» Your task
Extract the following records line for line, without any change.

» Task inputs
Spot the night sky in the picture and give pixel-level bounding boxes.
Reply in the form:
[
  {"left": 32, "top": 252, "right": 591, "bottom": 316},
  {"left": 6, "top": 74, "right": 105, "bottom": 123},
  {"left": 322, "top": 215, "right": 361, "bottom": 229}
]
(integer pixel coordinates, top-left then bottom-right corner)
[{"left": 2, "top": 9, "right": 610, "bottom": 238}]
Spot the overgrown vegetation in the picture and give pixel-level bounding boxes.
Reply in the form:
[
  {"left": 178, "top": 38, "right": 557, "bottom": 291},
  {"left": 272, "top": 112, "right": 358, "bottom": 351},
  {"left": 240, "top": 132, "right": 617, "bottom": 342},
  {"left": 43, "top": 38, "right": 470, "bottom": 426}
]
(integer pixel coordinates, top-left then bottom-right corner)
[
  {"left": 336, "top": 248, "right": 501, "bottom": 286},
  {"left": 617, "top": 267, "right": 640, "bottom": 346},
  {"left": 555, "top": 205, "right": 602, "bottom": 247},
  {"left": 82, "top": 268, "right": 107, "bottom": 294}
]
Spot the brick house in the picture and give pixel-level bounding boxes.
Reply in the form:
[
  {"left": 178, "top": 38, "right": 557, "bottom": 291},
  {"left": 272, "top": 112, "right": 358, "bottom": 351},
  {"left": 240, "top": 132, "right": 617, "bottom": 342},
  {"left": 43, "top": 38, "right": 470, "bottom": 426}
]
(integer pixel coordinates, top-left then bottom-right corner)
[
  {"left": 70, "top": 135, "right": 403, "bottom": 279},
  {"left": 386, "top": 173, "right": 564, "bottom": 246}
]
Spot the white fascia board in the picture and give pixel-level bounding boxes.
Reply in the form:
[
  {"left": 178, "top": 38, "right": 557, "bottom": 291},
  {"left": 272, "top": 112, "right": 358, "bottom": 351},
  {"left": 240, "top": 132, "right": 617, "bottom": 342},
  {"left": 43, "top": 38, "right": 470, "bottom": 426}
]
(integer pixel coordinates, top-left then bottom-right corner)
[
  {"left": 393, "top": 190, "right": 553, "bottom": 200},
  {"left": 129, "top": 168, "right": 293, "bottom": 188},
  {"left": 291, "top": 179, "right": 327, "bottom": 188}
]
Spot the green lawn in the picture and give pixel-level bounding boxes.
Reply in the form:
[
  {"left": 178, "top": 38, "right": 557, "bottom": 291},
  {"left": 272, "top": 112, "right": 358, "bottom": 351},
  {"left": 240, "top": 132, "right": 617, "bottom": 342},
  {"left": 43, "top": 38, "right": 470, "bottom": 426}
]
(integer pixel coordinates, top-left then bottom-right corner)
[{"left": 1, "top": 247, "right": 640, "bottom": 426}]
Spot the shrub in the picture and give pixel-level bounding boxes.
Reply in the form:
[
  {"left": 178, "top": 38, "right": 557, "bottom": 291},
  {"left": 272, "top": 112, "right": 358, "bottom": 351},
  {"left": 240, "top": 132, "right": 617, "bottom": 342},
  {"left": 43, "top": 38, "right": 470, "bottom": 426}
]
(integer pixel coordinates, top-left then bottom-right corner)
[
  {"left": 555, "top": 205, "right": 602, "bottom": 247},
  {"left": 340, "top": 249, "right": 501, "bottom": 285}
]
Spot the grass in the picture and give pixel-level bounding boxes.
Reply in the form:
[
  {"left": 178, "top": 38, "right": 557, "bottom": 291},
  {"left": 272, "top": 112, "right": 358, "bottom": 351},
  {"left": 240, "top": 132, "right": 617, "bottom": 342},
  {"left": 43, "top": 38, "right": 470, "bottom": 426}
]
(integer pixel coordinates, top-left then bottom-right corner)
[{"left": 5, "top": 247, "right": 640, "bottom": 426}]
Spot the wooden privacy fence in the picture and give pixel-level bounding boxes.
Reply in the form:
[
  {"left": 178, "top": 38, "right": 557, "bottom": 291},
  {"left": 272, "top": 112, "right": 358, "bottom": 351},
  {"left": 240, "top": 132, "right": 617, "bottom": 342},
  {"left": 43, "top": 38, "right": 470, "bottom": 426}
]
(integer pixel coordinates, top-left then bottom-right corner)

» Solution to this exercise
Spot the night sky in the picture and give pixel-level bounding boxes.
Reply in the form:
[
  {"left": 32, "top": 252, "right": 591, "bottom": 316},
  {"left": 6, "top": 74, "right": 105, "bottom": 123},
  {"left": 322, "top": 215, "right": 361, "bottom": 229}
]
(integer pixel coordinates, top-left then bottom-right corner)
[{"left": 2, "top": 9, "right": 610, "bottom": 238}]
Spot the overgrown vegetation in the picture and give pixel-level bounding boxes.
Reply in the form:
[
  {"left": 178, "top": 38, "right": 557, "bottom": 291},
  {"left": 272, "top": 112, "right": 358, "bottom": 351},
  {"left": 240, "top": 132, "right": 617, "bottom": 342},
  {"left": 43, "top": 38, "right": 470, "bottom": 426}
]
(integer pixel coordinates, top-left then bottom-right corner)
[
  {"left": 336, "top": 248, "right": 501, "bottom": 286},
  {"left": 617, "top": 267, "right": 640, "bottom": 346},
  {"left": 555, "top": 205, "right": 602, "bottom": 247},
  {"left": 82, "top": 268, "right": 107, "bottom": 294}
]
Spot the brick house in the picture and give pixel-level bounding boxes.
Reply in the form:
[
  {"left": 178, "top": 38, "right": 557, "bottom": 291},
  {"left": 272, "top": 112, "right": 358, "bottom": 351},
  {"left": 240, "top": 132, "right": 617, "bottom": 342},
  {"left": 43, "top": 38, "right": 470, "bottom": 426}
]
(integer pixel coordinates, top-left then bottom-right corner)
[
  {"left": 70, "top": 135, "right": 403, "bottom": 279},
  {"left": 386, "top": 173, "right": 564, "bottom": 246}
]
Spot the white fascia board in the picture and give pixel-level bounding boxes.
Reply in the form:
[
  {"left": 178, "top": 38, "right": 557, "bottom": 291},
  {"left": 272, "top": 112, "right": 358, "bottom": 351},
  {"left": 240, "top": 132, "right": 617, "bottom": 342},
  {"left": 43, "top": 38, "right": 470, "bottom": 426}
]
(integer pixel coordinates, top-left then bottom-right corner)
[
  {"left": 393, "top": 190, "right": 553, "bottom": 200},
  {"left": 129, "top": 168, "right": 293, "bottom": 188},
  {"left": 291, "top": 179, "right": 327, "bottom": 188}
]
Spot the green lawn in the picture and give pixel-level bounding boxes.
Reply in the form:
[
  {"left": 178, "top": 38, "right": 557, "bottom": 291},
  {"left": 272, "top": 112, "right": 358, "bottom": 351},
  {"left": 240, "top": 132, "right": 617, "bottom": 342},
  {"left": 43, "top": 38, "right": 470, "bottom": 426}
]
(integer pixel coordinates, top-left then bottom-right corner)
[{"left": 1, "top": 247, "right": 640, "bottom": 426}]
Spot the shrub in the picture and give pixel-level bounding boxes.
Reply in the form:
[
  {"left": 178, "top": 38, "right": 557, "bottom": 291},
  {"left": 272, "top": 112, "right": 358, "bottom": 351},
  {"left": 240, "top": 132, "right": 617, "bottom": 342},
  {"left": 43, "top": 38, "right": 470, "bottom": 426}
]
(integer pixel coordinates, top-left then bottom-right corner)
[
  {"left": 555, "top": 205, "right": 602, "bottom": 247},
  {"left": 340, "top": 249, "right": 501, "bottom": 285}
]
Spot the grass in the picture and give pixel-level bounding boxes.
Reply in the form:
[
  {"left": 178, "top": 38, "right": 557, "bottom": 291},
  {"left": 272, "top": 112, "right": 358, "bottom": 351},
  {"left": 240, "top": 132, "right": 617, "bottom": 342},
  {"left": 43, "top": 38, "right": 470, "bottom": 426}
]
(integer pixel coordinates, top-left then bottom-right corner)
[{"left": 5, "top": 247, "right": 640, "bottom": 426}]
Spot the wooden privacy fence in the picture and give pixel-level bounding boxes.
Reply in the form:
[
  {"left": 178, "top": 38, "right": 557, "bottom": 291},
  {"left": 272, "top": 112, "right": 358, "bottom": 351},
  {"left": 240, "top": 132, "right": 617, "bottom": 342},
  {"left": 43, "top": 38, "right": 470, "bottom": 426}
]
(integer pixel coordinates, top-left then bottom-right corner)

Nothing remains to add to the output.